● **Work instructions**
Set down the full data below exactly as given, please.

● **Provided data**
=-=-=-=-=
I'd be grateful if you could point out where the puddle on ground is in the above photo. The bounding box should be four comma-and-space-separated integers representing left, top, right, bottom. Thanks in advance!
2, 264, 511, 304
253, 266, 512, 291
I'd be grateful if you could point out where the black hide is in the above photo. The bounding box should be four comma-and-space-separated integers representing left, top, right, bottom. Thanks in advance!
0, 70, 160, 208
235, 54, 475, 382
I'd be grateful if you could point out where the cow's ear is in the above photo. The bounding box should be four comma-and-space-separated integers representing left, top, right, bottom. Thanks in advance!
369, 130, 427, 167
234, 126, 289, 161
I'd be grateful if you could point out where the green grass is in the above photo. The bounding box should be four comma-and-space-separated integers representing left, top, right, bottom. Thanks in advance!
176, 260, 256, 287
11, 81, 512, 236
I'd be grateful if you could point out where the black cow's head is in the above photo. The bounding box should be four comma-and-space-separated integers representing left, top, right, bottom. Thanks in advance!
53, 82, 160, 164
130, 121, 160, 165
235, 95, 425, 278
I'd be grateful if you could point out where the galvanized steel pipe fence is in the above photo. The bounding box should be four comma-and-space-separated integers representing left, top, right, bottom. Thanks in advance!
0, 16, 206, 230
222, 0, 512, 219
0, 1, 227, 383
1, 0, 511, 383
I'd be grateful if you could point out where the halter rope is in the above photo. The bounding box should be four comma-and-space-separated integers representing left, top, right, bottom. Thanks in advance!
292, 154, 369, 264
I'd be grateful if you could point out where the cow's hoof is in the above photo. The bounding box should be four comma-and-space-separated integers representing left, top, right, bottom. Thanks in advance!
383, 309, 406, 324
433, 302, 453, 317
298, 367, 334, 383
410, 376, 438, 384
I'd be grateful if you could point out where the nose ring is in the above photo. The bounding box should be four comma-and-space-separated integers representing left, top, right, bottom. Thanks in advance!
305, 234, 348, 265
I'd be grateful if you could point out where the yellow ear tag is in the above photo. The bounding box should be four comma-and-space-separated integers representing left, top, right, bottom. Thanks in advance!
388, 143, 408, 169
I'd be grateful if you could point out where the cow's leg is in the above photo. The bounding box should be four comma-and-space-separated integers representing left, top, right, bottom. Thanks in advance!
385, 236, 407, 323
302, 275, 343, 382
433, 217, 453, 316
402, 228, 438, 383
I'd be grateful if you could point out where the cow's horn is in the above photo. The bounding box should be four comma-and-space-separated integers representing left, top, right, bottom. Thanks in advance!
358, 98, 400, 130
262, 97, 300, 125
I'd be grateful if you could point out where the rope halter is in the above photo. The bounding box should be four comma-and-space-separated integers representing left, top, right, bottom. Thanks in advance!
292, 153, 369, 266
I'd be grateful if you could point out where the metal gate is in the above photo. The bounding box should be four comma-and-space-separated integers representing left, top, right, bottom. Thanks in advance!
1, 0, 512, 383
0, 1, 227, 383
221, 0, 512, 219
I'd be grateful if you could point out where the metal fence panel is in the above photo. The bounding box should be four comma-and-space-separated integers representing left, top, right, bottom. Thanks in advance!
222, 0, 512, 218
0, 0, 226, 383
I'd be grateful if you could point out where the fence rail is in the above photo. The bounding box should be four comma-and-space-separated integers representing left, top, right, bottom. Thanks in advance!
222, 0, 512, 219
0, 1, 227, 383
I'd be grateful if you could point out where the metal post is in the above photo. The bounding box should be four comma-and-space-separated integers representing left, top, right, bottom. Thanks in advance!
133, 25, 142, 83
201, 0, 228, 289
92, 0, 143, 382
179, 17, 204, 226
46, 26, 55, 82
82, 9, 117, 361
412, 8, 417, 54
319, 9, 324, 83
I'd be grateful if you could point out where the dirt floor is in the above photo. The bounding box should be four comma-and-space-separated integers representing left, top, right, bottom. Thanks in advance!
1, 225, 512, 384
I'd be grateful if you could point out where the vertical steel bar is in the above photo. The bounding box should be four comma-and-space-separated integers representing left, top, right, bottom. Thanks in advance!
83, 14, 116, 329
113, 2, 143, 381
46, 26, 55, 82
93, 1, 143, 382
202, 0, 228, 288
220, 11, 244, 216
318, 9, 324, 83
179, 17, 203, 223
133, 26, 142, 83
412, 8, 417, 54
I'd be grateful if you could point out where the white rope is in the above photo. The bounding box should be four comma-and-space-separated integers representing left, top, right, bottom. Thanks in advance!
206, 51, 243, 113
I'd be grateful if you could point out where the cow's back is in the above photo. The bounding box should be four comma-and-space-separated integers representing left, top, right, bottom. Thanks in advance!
=-=-=-=-=
● **Exercise solution**
I'd be grateful if you could point out where the puddle on ground is in the above photo. The bounding box should be four comma-and-space-separated integers representing left, top, right, bottom. Thanks in advance!
2, 264, 511, 304
253, 266, 512, 291
I'd be grateful if you could point out where the black hide is in the above photo. The bounding box should be four comma-and-space-separated integers representing left, top, right, bottom. Thanks in advance!
0, 70, 160, 208
235, 54, 475, 382
I'd be grateful if you could point out where the cow's ear is in the above photo. The bounding box should be four comma-and-space-separated integers representing left, top, right, bottom. Thanks in advance!
369, 130, 427, 167
234, 126, 289, 161
I'd be grateful if you could point out where the green grass is in the above photo. The bounding box should be four comma-and-space-separated integers representing left, top, right, bottom. Thanks in advance!
176, 260, 256, 287
11, 81, 512, 236
I'd be grateful if you could point out where the black cow's head is in the above photo. The bounding box should be four comma-and-space-separated integers representing left, top, right, bottom. Thanks in advance!
53, 82, 160, 164
130, 121, 160, 165
235, 95, 425, 278
I'd be grateful if you could point out where the galvanized steel pipe fence is in the above photo. The bounding box should be four comma-and-space-separated integers representing left, top, right, bottom. Thanks in advance!
0, 16, 206, 230
222, 0, 512, 219
0, 1, 227, 383
1, 0, 511, 383
I'd be grateful if you could point out where the halter rope is in the above photo. The bounding box should be four comma-and-space-separated integers representing left, top, right, bottom. Thanks in advance!
292, 154, 369, 264
I'd be grateful if you could point out where the cow's hoof is in the above photo. The bounding box should be four comma-and-space-separated integers representing left, top, right, bottom. Thanks in advance!
383, 309, 406, 324
433, 302, 453, 317
298, 367, 334, 383
410, 376, 438, 384
I'd be grateful if you could point out where the nose ring is in the above photo. The bounding box should be four comma-and-space-separated integers representing left, top, right, bottom. Thanks in advance!
305, 234, 348, 265
I'd be grateful if you could point out where the yellow ear tag is in the above photo. The bounding box should be four comma-and-space-separated integers representing left, top, right, bottom. Thanks in advance!
388, 143, 408, 169
I'd be grateful if you could point out where the cow's leg is in the above photo. The bounding box should be four comma-and-space-separated integers representing left, top, right, bottom. Thanks in advance!
385, 236, 407, 323
302, 275, 343, 382
433, 217, 453, 316
402, 228, 438, 383
I'd be grateful if you could point out where the cow's horn is in the above photo. The bounding box should be four comma-and-space-separated integers representing left, top, right, bottom. Thanks in advance!
358, 98, 400, 130
262, 97, 300, 125
I'd be grateful if you could point out where the rope halter is in the above photo. The bounding box should be four comma-and-space-separated integers representing left, top, right, bottom. Thanks in advance!
292, 153, 369, 266
I'd be grateful if you could point out where the metal gate is in the above photo. The bounding box should be four comma-and-space-separated integers representing left, top, right, bottom. Thanks in advance!
1, 0, 512, 383
0, 1, 227, 383
221, 0, 512, 219
I'd be grateful if you could point out where the metal fence panel is in the above photo. The bounding box should be four comma-and-space-separated integers representing left, top, right, bottom. Thanks in advance!
222, 0, 512, 218
0, 0, 226, 383
I'd be grateful if you could point out where the fence rail is in the above photo. The bounding box should be four comma-and-space-separated integers representing left, top, right, bottom. Thanks in advance!
222, 0, 512, 219
0, 1, 227, 383
I'd be grateful if you could point out where the metal post is in the above photo. The bounding box should be four comma-and-space-separated integers representing left, top, right, bottom. Thanks in advance!
133, 25, 142, 83
201, 0, 228, 289
92, 0, 143, 382
179, 17, 204, 226
46, 26, 55, 82
82, 9, 117, 361
412, 8, 417, 54
319, 9, 324, 83
I'd be grateful if you could point out where the dirt floor is in the above photo. The bounding box should be four comma-and-space-separated integers representing left, top, right, bottom. Thanks in advance!
1, 225, 512, 384
I'd be grateful if you could point out where the vertical steel bar is in the above photo. The bounding box should be four comma-and-space-separated integers representing left, top, right, bottom. Thanks in advance!
83, 14, 116, 329
113, 2, 143, 381
46, 26, 55, 82
93, 1, 143, 382
202, 0, 228, 288
220, 11, 244, 216
318, 9, 324, 83
179, 17, 203, 223
133, 26, 142, 83
412, 8, 417, 54
I'd be grateful if you could point out where the white rope is in the above photo. The bounding box should be four comma-and-space-separated integers representing left, top, right, bottom. Thanks in advance!
206, 51, 243, 113
I'd be grateful if you could point out where the cow's back is in the above photo. The bounding box should be four comma-and-space-separated integers representing left, top, right, bottom. Thanks in advance!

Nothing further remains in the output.